# START OF STORED ROWS
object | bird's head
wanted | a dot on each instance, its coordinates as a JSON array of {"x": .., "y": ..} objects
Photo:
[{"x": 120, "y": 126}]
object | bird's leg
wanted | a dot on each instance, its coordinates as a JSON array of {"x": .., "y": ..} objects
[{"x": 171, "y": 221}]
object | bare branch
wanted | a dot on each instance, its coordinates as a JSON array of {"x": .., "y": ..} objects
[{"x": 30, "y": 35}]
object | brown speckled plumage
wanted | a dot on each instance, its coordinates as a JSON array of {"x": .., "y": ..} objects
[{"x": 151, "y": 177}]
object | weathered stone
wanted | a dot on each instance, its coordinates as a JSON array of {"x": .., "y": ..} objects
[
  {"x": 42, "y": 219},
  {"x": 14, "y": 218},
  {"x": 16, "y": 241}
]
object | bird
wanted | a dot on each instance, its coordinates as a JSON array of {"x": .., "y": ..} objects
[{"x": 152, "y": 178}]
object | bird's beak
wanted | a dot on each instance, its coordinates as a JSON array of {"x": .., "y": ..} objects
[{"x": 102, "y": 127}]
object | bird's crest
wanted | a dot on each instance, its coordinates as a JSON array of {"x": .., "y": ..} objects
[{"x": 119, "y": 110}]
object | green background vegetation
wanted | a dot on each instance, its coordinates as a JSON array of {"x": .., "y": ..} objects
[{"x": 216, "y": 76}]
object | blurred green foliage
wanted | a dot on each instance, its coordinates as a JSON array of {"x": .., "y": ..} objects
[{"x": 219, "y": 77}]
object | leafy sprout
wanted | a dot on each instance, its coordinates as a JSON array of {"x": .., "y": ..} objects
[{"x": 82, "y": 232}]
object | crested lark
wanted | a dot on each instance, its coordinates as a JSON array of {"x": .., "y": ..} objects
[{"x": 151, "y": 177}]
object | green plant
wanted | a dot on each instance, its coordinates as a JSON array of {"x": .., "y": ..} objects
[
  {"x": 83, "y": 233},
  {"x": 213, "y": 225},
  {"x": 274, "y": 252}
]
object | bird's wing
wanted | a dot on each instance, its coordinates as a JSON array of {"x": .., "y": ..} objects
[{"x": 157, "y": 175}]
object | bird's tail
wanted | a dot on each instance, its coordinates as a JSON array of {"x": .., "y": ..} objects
# END OF STORED ROWS
#### [INSTRUCTION]
Extract all the entries word for word.

#### [SOLUTION]
object | bird's head
wanted | a dot on each instance, its coordinates as a JSON array of {"x": .., "y": ..} objects
Photo:
[{"x": 120, "y": 126}]
object | bird's leg
wanted | a dot on each instance, its coordinates as a JSON array of {"x": .., "y": ..} objects
[{"x": 171, "y": 221}]
object | bare branch
wanted | a dot on each instance, its coordinates as a JSON array of {"x": .., "y": ..} objects
[{"x": 30, "y": 35}]
object | brown speckled plumage
wanted | a dot on each instance, its coordinates as a JSON array of {"x": .., "y": ..} objects
[{"x": 151, "y": 177}]
object | weathered stone
wanted | a dot on each instance, its coordinates as a JSON array of {"x": .., "y": ..} objects
[
  {"x": 42, "y": 219},
  {"x": 14, "y": 218},
  {"x": 16, "y": 241}
]
object | bird
wanted | a dot on each instance, its coordinates as a JSON array of {"x": .., "y": ..} objects
[{"x": 152, "y": 178}]
object | bird's beak
wanted | a dot on each instance, its coordinates as a JSON array of {"x": .., "y": ..} objects
[{"x": 102, "y": 127}]
object | bird's crest
wanted | a dot on each instance, its coordinates as a JSON array of {"x": .., "y": ..} objects
[{"x": 119, "y": 110}]
object | green background vegetation
wanted | a dot on each instance, its coordinates as a JSON array of {"x": .., "y": ..} objects
[{"x": 216, "y": 76}]
object | blurred green foliage
wanted | a dot on each instance, its coordinates as a JSON array of {"x": .., "y": ..} objects
[{"x": 219, "y": 77}]
object | leafy sprout
wanted | a dot on each instance, its coordinates as a JSON array of {"x": .., "y": ..} objects
[{"x": 82, "y": 232}]
object | crested lark
wanted | a dot on each instance, its coordinates as a JSON array of {"x": .., "y": ..} objects
[{"x": 151, "y": 177}]
object | green plant
wanted | a dot on each instance, its coordinates as a JSON array of {"x": .., "y": ..} objects
[
  {"x": 83, "y": 233},
  {"x": 213, "y": 225},
  {"x": 274, "y": 252}
]
object | bird's wing
wanted | a dot on each instance, its coordinates as a JSON array of {"x": .., "y": ..} objects
[{"x": 157, "y": 175}]
object | bird's tail
wanted | a dot on each instance, its coordinates as a JSON array of {"x": .., "y": ..} objects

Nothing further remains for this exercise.